§ DATA LISTING
○ ○ ○ ○ ○

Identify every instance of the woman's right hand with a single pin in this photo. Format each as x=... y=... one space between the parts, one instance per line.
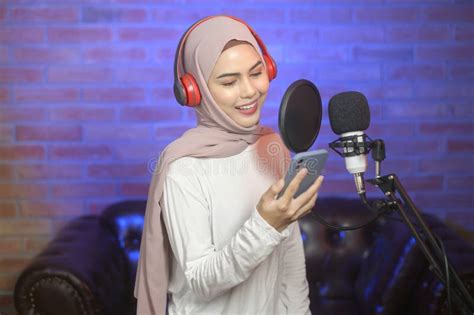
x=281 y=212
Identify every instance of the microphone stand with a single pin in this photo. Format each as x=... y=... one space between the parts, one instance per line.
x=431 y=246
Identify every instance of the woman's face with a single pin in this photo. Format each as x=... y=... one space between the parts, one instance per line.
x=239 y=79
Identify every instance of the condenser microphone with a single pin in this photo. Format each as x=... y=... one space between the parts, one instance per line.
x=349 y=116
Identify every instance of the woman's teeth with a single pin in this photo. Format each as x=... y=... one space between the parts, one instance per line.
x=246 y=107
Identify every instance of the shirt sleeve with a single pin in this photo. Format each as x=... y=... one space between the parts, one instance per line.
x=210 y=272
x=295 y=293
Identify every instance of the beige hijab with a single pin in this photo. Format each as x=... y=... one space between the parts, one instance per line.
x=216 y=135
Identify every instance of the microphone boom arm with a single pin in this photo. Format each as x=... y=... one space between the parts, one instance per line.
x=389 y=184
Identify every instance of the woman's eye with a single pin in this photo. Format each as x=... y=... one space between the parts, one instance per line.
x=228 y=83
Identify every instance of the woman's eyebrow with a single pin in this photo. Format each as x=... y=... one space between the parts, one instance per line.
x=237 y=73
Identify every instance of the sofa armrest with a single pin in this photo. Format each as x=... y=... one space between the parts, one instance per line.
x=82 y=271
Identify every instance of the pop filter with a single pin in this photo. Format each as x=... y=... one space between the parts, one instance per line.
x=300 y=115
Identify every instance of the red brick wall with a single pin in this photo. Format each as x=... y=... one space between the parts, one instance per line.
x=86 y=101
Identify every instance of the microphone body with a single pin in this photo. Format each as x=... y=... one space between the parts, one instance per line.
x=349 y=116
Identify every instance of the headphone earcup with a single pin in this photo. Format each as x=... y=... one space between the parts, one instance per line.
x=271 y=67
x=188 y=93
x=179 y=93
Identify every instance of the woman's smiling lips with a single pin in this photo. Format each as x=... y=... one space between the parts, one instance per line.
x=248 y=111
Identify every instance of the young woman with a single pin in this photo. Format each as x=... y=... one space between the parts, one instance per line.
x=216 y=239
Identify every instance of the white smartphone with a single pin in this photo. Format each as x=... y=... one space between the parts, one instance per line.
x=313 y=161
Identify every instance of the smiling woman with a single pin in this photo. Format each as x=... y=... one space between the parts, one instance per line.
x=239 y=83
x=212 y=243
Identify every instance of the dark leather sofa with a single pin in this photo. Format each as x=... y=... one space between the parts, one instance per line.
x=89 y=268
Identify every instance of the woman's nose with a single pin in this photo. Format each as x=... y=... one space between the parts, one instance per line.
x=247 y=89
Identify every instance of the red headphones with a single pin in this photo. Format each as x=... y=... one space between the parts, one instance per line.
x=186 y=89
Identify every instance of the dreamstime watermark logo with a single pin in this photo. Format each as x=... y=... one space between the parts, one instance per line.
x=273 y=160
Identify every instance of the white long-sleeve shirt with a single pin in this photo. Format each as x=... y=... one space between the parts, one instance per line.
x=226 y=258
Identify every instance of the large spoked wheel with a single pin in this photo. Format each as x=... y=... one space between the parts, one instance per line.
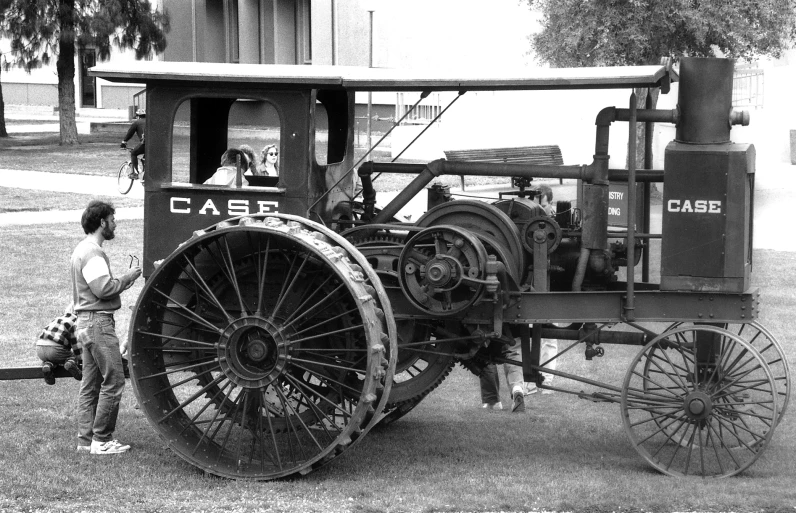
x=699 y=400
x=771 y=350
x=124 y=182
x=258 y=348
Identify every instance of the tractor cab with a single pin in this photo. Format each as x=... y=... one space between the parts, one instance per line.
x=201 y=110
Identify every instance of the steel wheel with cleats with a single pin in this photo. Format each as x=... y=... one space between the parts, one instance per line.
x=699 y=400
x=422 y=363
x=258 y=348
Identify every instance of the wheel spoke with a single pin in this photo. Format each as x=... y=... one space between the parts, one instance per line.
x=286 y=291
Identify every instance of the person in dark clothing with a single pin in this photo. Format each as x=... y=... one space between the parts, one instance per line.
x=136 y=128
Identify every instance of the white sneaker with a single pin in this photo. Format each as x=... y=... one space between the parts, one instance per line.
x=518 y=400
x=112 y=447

○ ○ ○ ○ ○

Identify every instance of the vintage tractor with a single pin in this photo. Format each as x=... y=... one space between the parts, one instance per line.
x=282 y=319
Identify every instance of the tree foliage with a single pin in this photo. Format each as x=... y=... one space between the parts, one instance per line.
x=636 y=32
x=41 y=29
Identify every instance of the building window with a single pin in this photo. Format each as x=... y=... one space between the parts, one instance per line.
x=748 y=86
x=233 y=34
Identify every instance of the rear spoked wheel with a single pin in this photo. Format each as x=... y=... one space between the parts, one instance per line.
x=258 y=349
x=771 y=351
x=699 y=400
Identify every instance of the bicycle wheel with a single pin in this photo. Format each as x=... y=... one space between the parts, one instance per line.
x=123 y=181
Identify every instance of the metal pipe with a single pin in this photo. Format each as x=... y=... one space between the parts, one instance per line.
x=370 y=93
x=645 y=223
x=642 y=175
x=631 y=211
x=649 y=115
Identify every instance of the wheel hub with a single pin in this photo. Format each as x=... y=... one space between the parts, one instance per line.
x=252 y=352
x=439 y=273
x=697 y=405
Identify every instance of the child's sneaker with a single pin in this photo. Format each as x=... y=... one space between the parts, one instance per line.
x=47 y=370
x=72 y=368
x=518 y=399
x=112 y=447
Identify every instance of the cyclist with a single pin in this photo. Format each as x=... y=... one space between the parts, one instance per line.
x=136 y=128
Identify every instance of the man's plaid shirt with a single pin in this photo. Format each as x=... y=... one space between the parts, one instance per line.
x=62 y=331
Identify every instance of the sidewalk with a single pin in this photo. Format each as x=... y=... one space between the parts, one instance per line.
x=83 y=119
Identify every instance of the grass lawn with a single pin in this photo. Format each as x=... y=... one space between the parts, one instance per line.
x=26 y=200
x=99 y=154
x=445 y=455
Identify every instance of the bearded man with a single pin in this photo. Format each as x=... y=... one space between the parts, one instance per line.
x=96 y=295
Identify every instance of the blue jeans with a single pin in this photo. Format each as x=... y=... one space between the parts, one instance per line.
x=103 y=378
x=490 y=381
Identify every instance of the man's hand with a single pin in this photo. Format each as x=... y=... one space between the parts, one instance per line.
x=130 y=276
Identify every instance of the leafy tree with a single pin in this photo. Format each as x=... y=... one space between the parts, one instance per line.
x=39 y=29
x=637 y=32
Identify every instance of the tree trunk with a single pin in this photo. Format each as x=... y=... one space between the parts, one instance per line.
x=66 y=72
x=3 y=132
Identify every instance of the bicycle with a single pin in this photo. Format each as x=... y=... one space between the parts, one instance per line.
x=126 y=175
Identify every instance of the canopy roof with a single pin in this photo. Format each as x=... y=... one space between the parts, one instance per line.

○ ○ ○ ○ ○

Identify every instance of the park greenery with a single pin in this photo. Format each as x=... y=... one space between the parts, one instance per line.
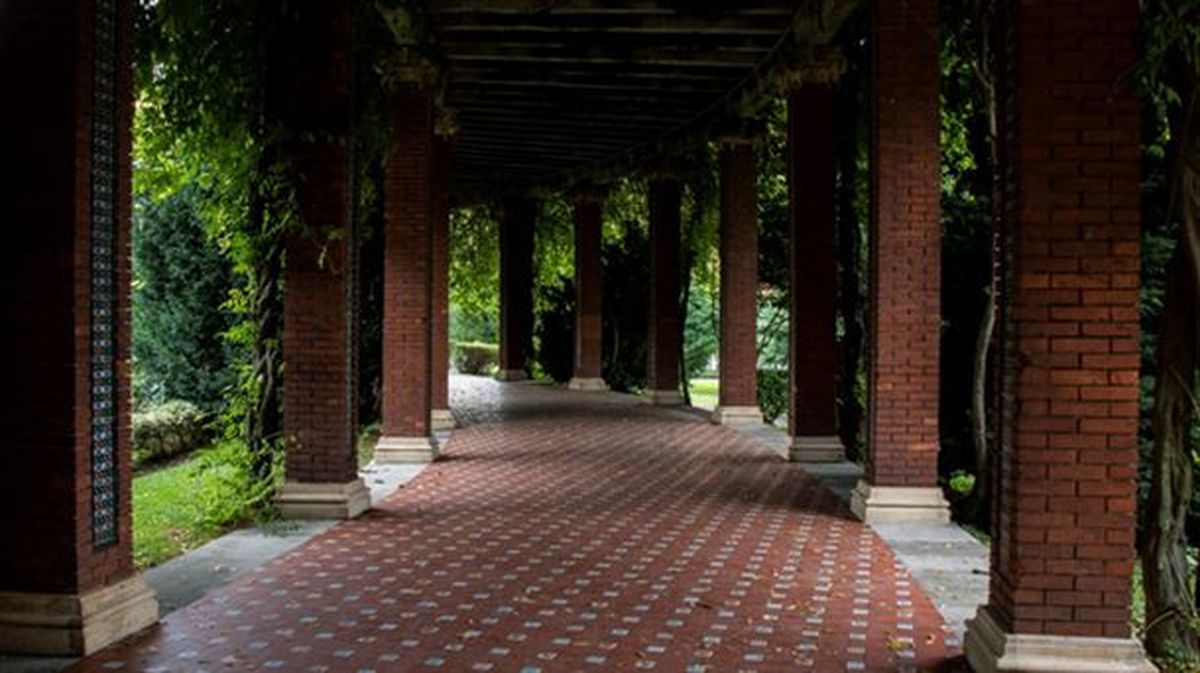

○ ○ ○ ○ ○

§ TASK INSTRUCTIONS
In the listing above, find the line with "Identify every instance of the bicycle with" and the line with "Identify every instance of the canopy". Output those two lines and every line between them, exactly as written.

§ RESULT BELOW
Identify every instance of the bicycle with a single pin in this photo. Format each as x=... y=... one space between the parts, one instance per line.
x=126 y=175
Identify every instance of the canopy roof with a single pin in this photo. Format each as x=... y=... one space between the parts, one instance per line.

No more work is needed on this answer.